DETALLES DE LA TAREA
Actualice el pasaje del texto sobre los regímenes progresistas de América Latina comprendido entre "Esto, por lógica, tendría" y "de otra índole.", ambos inclusive, y transcríbalo cambiando "subcontinente" por "continente".

EXTRACTO DEL DOCUMENTO
________________________

Una característica de los regímenes “progresistas” que surgieron en varios puntos de América Latina desde finales de la década de 1990 ha sido su pretendido vínculo con el ideario socialista, el cual, como es sabido, en último extremo propone la eliminación de la propiedad privada, la consiguiente disolución de las clases sociales y la desaparición del aparato estatal de dominación.
Esto, por lógica, tendría que haber conectado a tales esquemas con los planteamientos revolucionarios del materialismo histórico o marxismo y, además, por su localización en el subcontinente, con la experiencia diversa del “marxismo latinoamericano”. En los hechos, sin embargo, los diferentes casos que ejemplifican a los gobiernos de tal vertiente mostraron y evidencian –los que todavía subsisten– que se trata de fenómenos de otra índole.
En orden cronológico, y sólo a título de ilustración, puede mencionarse al “bolivarianismo” en que dice sustentarse el “chavismo” en Venezuela, que se remite a la epopeya de Simón Bolívar, personaje completamente distante del socialismo y cuyo proyecto dejaba afuera a casi la mitad de la población y la geografía de la zona, representada por Brasil. De ahí, seguramente para compensar ese déficit, que el fallecido militar Hugo Chávez tuvo que recurrir a la receta radical discursiva del “socialismo del siglo XXI” que le proporcionó el sociólogo marxista alemán Heinz Dieterich, quien terminó abandonándole desencantado por su actuación.
Otro momento estuvo marcado por el inicio –casi inesperado– del “kirchnerismo” en Argentina, puesto que Néstor Kirchner alcanzó la presidencia en 2003 ante la decisión de Carlos Menem, que había salido primero en la etapa electoral inicial, de retirarse de la competencia en la segunda vuelta. Su retórica sobre la creación de un “capitalismo nacional”, a la usanza del Juan Domingo Perón de finales de los años cuarenta, con la resultante necesidad de la conciliación clasista, hablaba claramente de reformismo, lo que más tarde fue reproducido por los dos gobiernos de su esposa y luego viuda, Cristina Fernández.
En el caso boliviano, el “evismo” fue alimentado por un lenguaje antiimperialista y antioligárquico matizado con componentes indigenistas, se propuso apaciguar las desavenencias regionales preexistentes mediante la constitucionalización –en realidad inoperante– de la plurinacionalidad y la autonomía, al tiempo que proclamó una abstracta “revolución democrática y cultural” que asentó sobre una base económica cuya índole neoliberal afirmó haber anulado por decreto, aunque sin haberle desactivado el cerebro. Tal fue la ilógica idea de un “capitalismo andino-amazónico”, apelativos que supuestamente hacían que el capitalismo dejara de ser lo que es.

________________________

DATOS DE ORIGEN
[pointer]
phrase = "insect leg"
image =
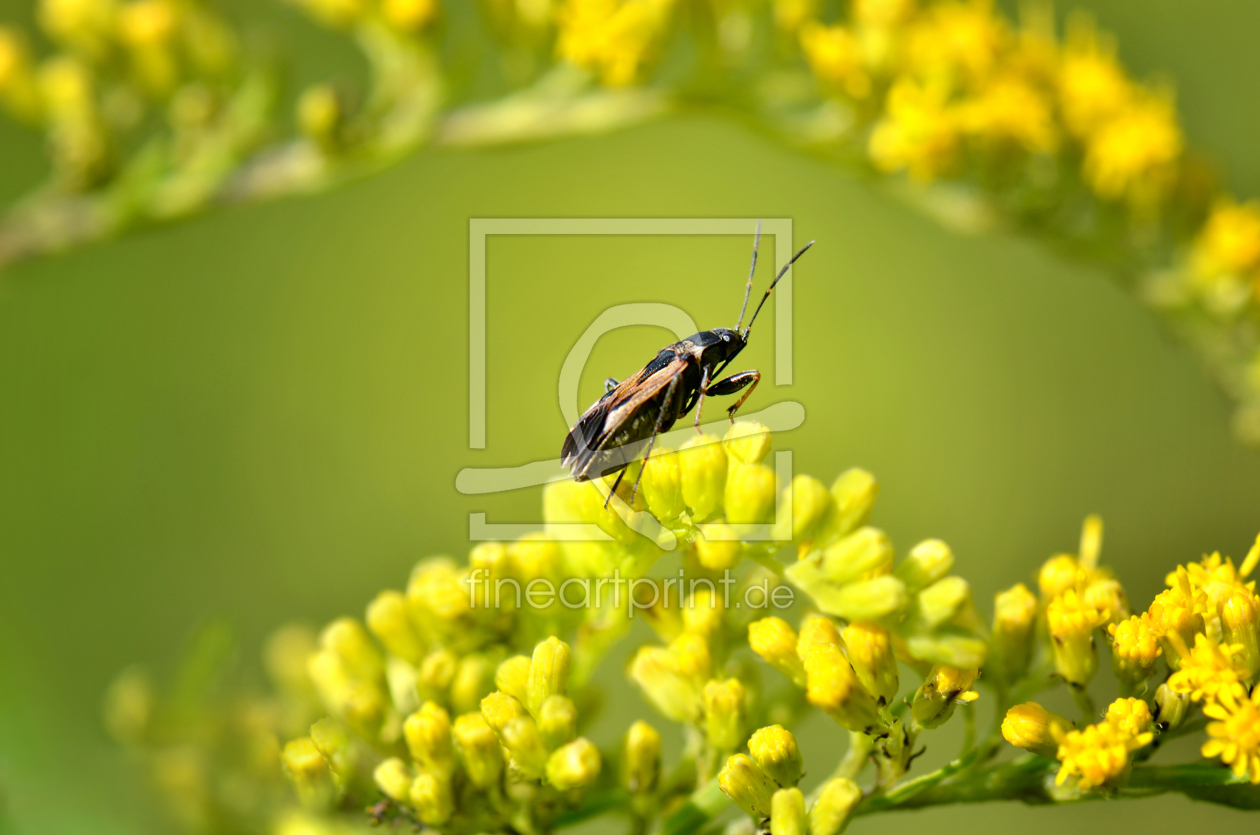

________________________

RESPUESTA COMPLETA
Esto, por lógica, tendría que haber conectado a tales esquemas con los planteamientos revolucionarios del materialismo histórico o marxismo y, además, por su localización en el continente, con la experiencia diversa del “marxismo latinoamericano”. En los hechos, sin embargo, los diferentes casos que ejemplifican a los gobiernos de tal vertiente mostraron y evidencian –los que todavía subsisten– que se trata de fenómenos de otra índole.